Penelope () is a Slovak psychological drama film directed by Štefan Uher. Starring Božidara Turzonovová and Eva Kristínová, the movie was released on January 20, 1978.

Similarly as with some of previous works directed by Uher, such as Slnko v sieti (1962), he reunited with screenwriter Alfonz Bednár and cinematographer Stanislav Szomolányi.

Plot
Restorer Eva Kamenická (Božidara Turzonovová) arrives to the village to repair frescoes of the heroines of ancient myths for the local castle. In daily life of the village inhabitants Eva soon finds some elements of ancient tragedy, especially in fate of a lonely old lady named Malovcová (Eva Kristínová). The woman, commonly referred to by locals as "Waitress of Change", awaits the return of her husband and son, who had gone to work in America twenty years ago. Eva sees in her a picture of the devoted and patient "Penelope", whose courage and faith impress young restorer. Experience gained while staying in the country turns into her own life decision. Not long after she becomes close with the Secretary of the Municipal Committee, Viktor (Michal Dočolomanský), she decides to leave her daughter Mima (Jana Čeligová) with selfish husband and start a new life.

Cast
 Božidara Turzonovová - Eva Kamenická, restorer
 Eva Kristínová - Mrs. Malovcová, "Waitress of Change"/"Penelopa"
 Gustáv Valach - Kuzma, Sr.

* **DATA SECTION**

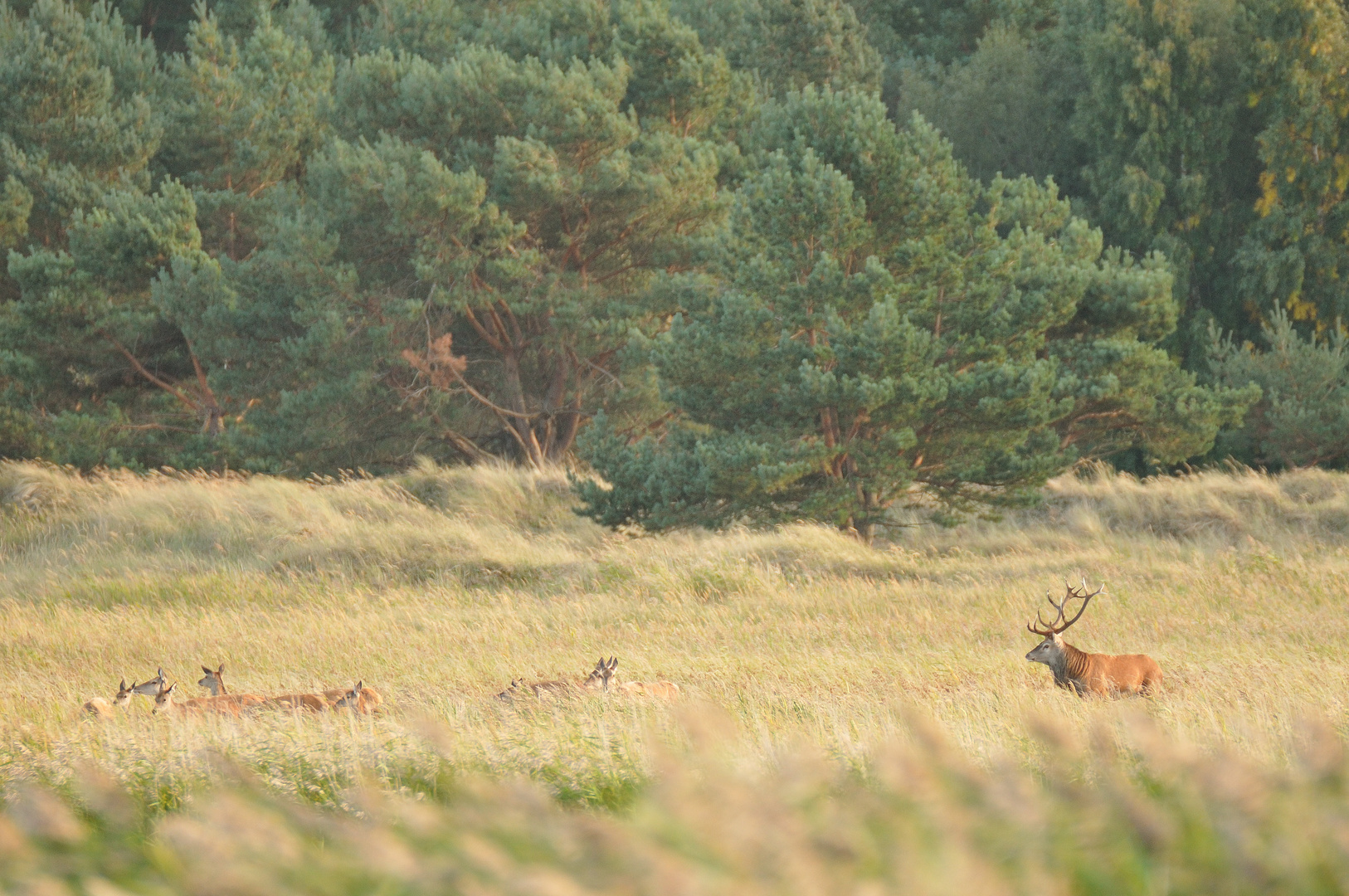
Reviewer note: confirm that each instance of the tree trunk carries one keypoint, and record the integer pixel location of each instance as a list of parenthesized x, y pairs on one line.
[(566, 426), (467, 447), (521, 426)]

* **WORK ORDER 1**
Using only the Penelope film article, decide whether each statement agrees with it. Answer yes or no for each, and quote the deciding words.
(a) The film was released in 1978.
(b) Malovcová's husband and son left to work in America twenty years earlier.
(c) Eva decides to take her daughter Mima with her when she starts a new life.
* **WORK ORDER 2**
Reproduce the stretch of the Penelope film article from "Similarly as with" through "cinematographer Stanislav Szomolányi.", word for word.
* **WORK ORDER 3**
Continue the Penelope film article from the point where it stops.

* **TASK ANSWER 1**
(a) Yes: "the movie was released on January 20, 1978."
(b) Yes: "who had gone to work in America twenty years ago."
(c) No: "she decides to leave her daughter Mima (Jana Čeligová) with selfish husband and start a new life."

* **TASK ANSWER 2**
Similarly as with some of previous works directed by Uher, such as Slnko v sieti (1962), he reunited with screenwriter Alfonz Bednár and cinematographer Stanislav Szomolányi.

* **TASK ANSWER 3**
 Michal Dočolomanský - Viktor Kuzma, Secretary of the Municipal Committee
 Ilja Prachař - Mišo Bajzlík
 Dušan Blaškovič - Vertel
 Milan Kiš - Gracík
 Anton Šulík - Lovčan
 Leopold Haverl - Stanko
 Jaroslav Vrzala - Nemlaha
 Igor Čillík - Ondro
 Jiřina Jelenská - Zora/Zuza
 Jana Nagyová - Verona
 Michal Nesvadba - Fero

Uncredited
 Igor Hrabinský - Miro
 Jana Čeligová - Mima, Eva's daughter
 Elena Volková - Mrs. Kuzmová
 Štefan Mišovic - Blažej
 Ján Géc - publican
 Jozef Mifkovič - publican
 Emília Halamová - Amerikán's wife
 Vladimír Macko - police officer

 Ľubomír Zaťovič - Molčan
 František Desset - Berto Bajzík
 Lenka Kořínková - girl
 Štefan Turňa
 Jaroslav Černík
 Ľudovít Greššo - Mišo Bajzík 
 Hana Kostolanská - Kuzmová 
 Dušan Kaprálik - Fero 
 Katarína Orbánová - Zuza

Awards

See also
 The Sun in a Net (1962s work by the same tandem Uher-Bednár-Szomolányi)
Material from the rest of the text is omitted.